Dataset entries:
----------------------------------------
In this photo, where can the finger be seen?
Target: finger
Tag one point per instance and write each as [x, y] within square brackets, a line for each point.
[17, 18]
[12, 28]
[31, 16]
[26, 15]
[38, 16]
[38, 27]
----------------------------------------
WORK INSTRUCTIONS: Without any change, reproduce the data in full.

RESULT:
In this photo, where can the finger be seen?
Target: finger
Tag one point per instance and write each as [x, y] within square brackets, a line for each point.
[17, 18]
[12, 28]
[31, 16]
[26, 15]
[38, 16]
[38, 27]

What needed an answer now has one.